[DIRECTIVES]
• 1. According to the ESP32-CAM ingest passage, what latency did the older relay path have?
• 2. Extend the ESP32-CAM WebSocket ingest passage with new text that picks up after its final sentence.

[PASSAGE]

%%

Skip to content

ESP32-CAM direct WebSocket ingest

This content is for the 1.0 version. Switch to the latest version for up-to-date documentation.

The ESP32-CAM (AI-Thinker, OV2640 sensor) has no H.264 encoder and no practical WebRTC path, so it can’t push RTMP or WebRTC directly. StreamHub supports a direct WebSocket ingest designed specifically for this class of device: the camera opens one wss:// connection and streams raw JPEG frames — no relay process, no transcoding, no per-camera ffmpeg. Viewers see the feed over MJPEG, sub-second.

ESP32-CAM ──wss:// (1 JPEG frame per binary message)──► core frame hub ──► MJPEG HTTP / WS viewers

This replaces the older relay path (ESP32 → ffmpeg transcode → RTMP → HLS, 3–10s latency), which is still valid if you specifically need HLS or LiveKit-side recording today.

%%

[ENTRIES]

%%

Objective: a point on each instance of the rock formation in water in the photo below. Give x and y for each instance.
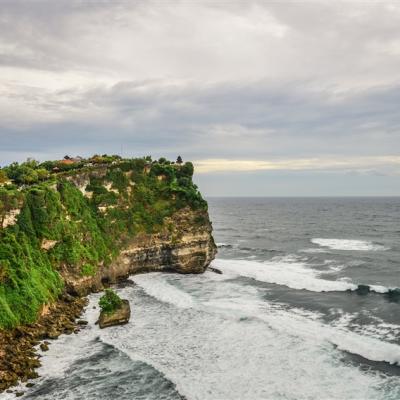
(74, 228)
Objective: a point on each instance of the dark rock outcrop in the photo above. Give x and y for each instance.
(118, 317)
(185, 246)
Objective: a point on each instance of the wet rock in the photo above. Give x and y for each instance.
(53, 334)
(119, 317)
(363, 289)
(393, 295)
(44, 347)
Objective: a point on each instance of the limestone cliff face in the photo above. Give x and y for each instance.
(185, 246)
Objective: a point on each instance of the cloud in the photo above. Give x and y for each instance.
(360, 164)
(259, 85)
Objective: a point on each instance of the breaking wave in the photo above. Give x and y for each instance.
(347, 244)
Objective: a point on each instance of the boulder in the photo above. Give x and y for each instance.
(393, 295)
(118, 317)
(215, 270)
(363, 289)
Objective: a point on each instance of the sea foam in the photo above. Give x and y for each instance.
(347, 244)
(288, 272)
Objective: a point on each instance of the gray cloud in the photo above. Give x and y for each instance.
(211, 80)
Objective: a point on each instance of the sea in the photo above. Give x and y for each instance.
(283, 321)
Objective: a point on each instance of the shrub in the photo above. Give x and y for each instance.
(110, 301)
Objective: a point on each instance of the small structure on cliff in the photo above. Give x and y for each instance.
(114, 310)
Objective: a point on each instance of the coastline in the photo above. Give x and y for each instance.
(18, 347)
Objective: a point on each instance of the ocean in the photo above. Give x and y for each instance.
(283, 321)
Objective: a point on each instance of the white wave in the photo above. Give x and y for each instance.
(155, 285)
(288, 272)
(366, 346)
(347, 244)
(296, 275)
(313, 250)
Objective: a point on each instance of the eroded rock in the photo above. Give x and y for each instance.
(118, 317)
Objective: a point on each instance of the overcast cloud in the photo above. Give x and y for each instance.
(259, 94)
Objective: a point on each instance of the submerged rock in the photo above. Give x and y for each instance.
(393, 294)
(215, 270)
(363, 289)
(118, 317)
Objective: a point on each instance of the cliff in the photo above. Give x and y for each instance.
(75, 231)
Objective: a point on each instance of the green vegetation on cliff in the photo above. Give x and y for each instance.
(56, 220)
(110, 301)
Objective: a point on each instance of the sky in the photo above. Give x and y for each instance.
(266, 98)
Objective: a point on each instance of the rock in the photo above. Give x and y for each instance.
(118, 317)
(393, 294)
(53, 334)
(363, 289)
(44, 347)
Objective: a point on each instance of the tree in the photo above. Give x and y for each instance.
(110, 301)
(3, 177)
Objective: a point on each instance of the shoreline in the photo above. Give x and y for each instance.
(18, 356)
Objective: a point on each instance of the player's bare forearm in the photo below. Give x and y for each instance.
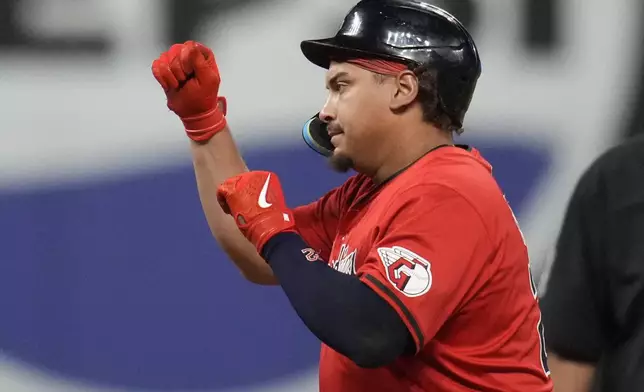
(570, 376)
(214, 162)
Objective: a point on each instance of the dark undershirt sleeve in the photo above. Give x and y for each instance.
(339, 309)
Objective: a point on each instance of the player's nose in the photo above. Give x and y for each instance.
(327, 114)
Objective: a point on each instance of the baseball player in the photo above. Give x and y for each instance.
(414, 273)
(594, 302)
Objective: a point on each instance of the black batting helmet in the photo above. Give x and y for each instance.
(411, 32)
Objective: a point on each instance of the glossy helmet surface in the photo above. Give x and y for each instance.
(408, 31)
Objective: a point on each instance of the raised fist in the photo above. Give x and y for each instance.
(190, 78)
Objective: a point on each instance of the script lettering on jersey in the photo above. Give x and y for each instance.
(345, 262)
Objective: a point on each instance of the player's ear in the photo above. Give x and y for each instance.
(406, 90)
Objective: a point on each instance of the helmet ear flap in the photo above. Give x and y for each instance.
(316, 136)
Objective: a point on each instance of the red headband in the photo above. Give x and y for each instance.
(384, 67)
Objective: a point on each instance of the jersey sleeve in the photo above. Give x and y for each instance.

%%
%%

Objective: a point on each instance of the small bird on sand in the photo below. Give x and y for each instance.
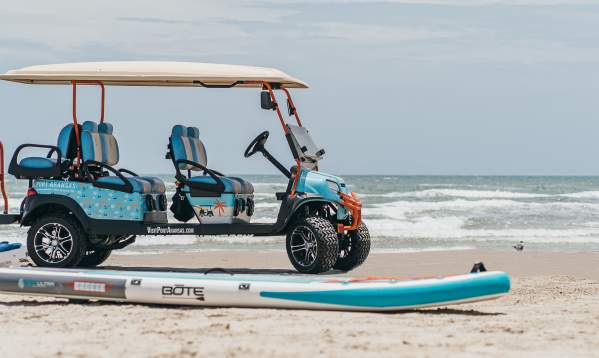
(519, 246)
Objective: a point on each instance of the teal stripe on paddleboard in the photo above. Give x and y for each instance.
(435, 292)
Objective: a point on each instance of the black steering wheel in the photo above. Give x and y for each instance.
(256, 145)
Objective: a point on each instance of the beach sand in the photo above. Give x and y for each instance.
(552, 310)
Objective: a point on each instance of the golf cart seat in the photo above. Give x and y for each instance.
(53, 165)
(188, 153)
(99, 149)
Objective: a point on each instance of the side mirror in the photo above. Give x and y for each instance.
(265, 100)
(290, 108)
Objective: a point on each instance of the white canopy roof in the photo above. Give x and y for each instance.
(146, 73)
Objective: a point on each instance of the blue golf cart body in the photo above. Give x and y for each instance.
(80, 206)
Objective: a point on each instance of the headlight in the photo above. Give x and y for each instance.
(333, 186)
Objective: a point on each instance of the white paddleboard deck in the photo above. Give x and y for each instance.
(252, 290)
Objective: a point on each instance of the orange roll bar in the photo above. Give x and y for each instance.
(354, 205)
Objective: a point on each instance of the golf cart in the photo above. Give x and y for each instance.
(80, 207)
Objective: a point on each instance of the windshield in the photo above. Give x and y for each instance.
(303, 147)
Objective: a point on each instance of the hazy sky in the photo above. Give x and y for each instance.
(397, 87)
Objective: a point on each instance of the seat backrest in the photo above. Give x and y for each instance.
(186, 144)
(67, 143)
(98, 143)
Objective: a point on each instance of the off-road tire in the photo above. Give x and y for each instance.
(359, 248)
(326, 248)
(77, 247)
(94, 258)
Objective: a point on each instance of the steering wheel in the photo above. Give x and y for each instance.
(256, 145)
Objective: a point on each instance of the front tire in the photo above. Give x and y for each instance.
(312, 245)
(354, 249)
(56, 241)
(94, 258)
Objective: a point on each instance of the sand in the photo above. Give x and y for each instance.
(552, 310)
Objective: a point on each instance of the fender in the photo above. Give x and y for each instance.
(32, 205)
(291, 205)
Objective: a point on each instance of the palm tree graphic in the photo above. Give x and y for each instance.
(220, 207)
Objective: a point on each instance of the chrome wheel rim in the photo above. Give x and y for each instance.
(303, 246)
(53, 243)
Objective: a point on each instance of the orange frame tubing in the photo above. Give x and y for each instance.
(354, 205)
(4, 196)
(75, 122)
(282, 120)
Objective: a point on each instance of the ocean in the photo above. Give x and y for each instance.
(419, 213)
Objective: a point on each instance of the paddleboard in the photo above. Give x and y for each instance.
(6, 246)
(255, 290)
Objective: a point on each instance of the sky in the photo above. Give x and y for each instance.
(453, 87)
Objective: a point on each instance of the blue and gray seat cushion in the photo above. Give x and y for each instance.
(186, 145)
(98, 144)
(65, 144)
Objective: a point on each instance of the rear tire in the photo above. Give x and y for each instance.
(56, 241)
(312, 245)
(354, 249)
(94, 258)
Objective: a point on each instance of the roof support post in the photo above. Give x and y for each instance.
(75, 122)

%%
%%

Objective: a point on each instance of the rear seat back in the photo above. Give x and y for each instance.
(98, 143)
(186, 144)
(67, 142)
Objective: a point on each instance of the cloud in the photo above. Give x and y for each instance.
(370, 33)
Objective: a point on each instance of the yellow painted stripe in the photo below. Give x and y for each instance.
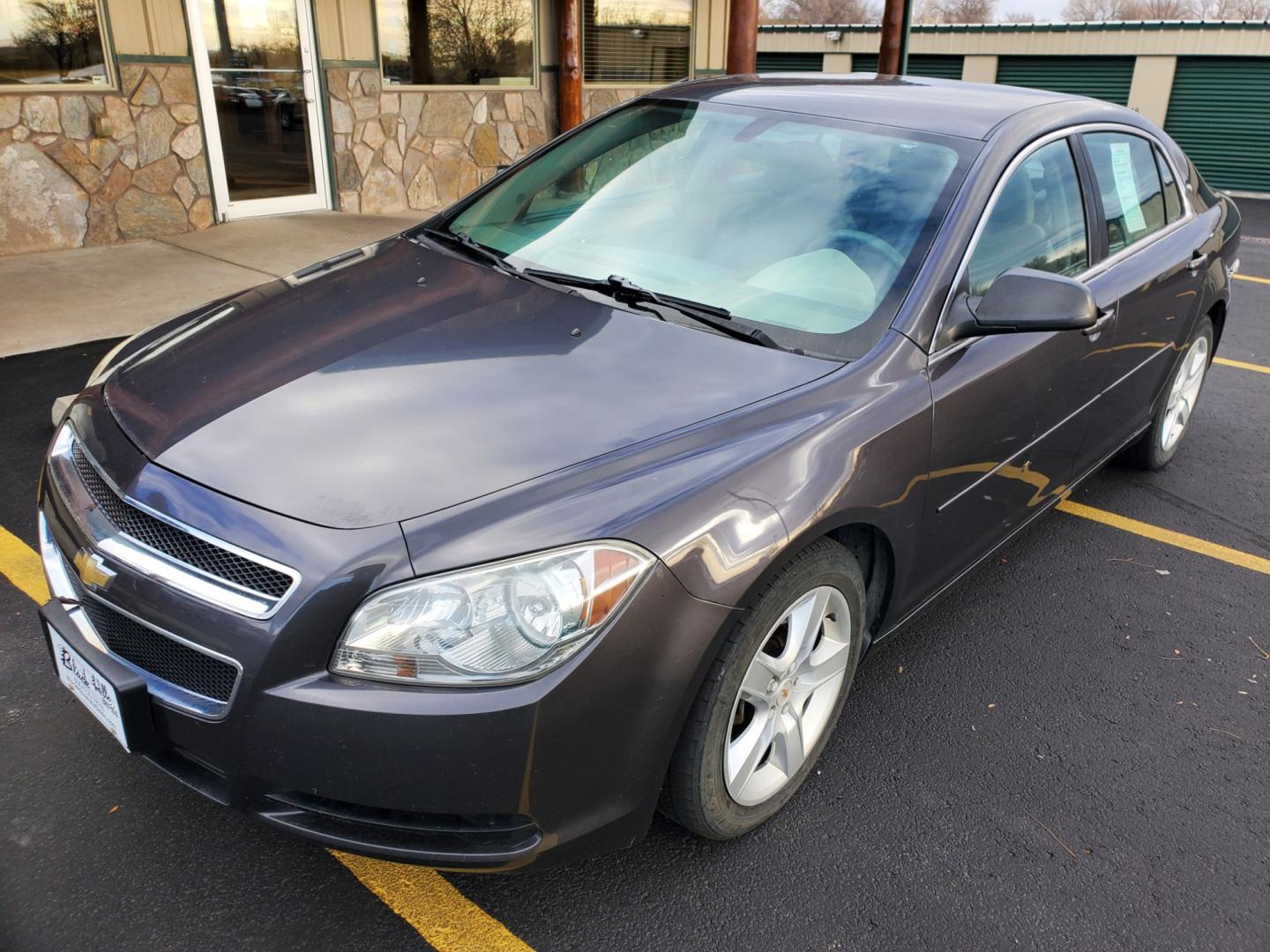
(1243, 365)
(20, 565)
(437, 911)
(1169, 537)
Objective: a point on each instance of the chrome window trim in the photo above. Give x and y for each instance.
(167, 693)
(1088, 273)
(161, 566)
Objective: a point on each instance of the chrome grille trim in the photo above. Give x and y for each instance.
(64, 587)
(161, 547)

%%

[ANSWERS]
• 1. 3–10 seconds.

• 2.
  • The OV2640 sensor compresses JPEG in hardware — the ESP32 itself does zero encoding, it just moves the buffer. MJPEG (a sequence of JPEGs) is essentially free on this CPU.
  • The classic AI-Thinker ESP32 has no H.264 encoder. Everything that requires H.264 — standard RTMP/FLV, WebRTC video toward a browser, HLS — needs a transcode somewhere. WebRTC stacks exist for newer chips (ESP32-S3/P4 with hardware H.264), but not for the classic AI-Thinker boards most CCTV fleets use today.
  • The firmware side of WS ingest is just esp_camera_fb_get()webSocket.sendBIN(fb->buf, fb->len) — one TLS socket, no framing, no encode. It adds only ~40–60 KB of RAM for TLS buffers on top of a normal camera sketch.
  • wss:// passes through the same domain and port 443 the deploy already proxies — no new ports to open, no NAT issues (the device only ever makes outbound connections).
  1. Mint a wsk_ stream key for the app/room the camera will publish to (same ingress:create permission as RTMP ingress).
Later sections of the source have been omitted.